= GOAL =
Edit the lines below by replacing every "outline" with "contour" and changing nothing else. Leave out the pictures.

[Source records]
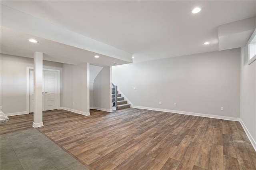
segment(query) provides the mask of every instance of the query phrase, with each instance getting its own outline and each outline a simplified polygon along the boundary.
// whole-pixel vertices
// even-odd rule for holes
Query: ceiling
[[[28,40],[31,38],[39,43],[29,42]],[[92,65],[105,67],[116,65],[112,64],[113,62],[119,65],[128,63],[121,59],[1,27],[1,53],[33,58],[35,51],[43,52],[44,60],[70,64],[87,62]],[[95,55],[100,58],[94,57]]]
[[[132,53],[135,62],[218,50],[218,26],[256,16],[256,1],[1,0],[1,3]],[[202,12],[192,14],[198,6],[202,8]],[[1,39],[2,35],[1,31]],[[203,45],[206,41],[210,44]],[[79,51],[72,47],[66,49],[70,53]]]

= SOLUTION FOR THIS EXERCISE =
segment(query) provides the mask of every instance of the query phrase, with each instance getting its own contour and each contour a simplified polygon along the boundary.
// whole-pixel vertices
// even-odd rule for holes
Query: ceiling
[[[28,40],[31,38],[39,43],[29,42]],[[92,65],[105,67],[116,65],[112,64],[113,62],[119,65],[128,63],[121,59],[1,27],[1,53],[33,58],[35,51],[43,52],[44,60],[70,64],[87,62]],[[95,55],[100,58],[94,57]]]
[[[132,53],[135,62],[218,50],[218,26],[256,16],[256,1],[1,0],[1,3]],[[202,12],[192,14],[198,6],[202,8]],[[1,39],[2,35],[1,31]],[[203,45],[206,41],[210,44]],[[79,51],[72,47],[66,49],[70,53]]]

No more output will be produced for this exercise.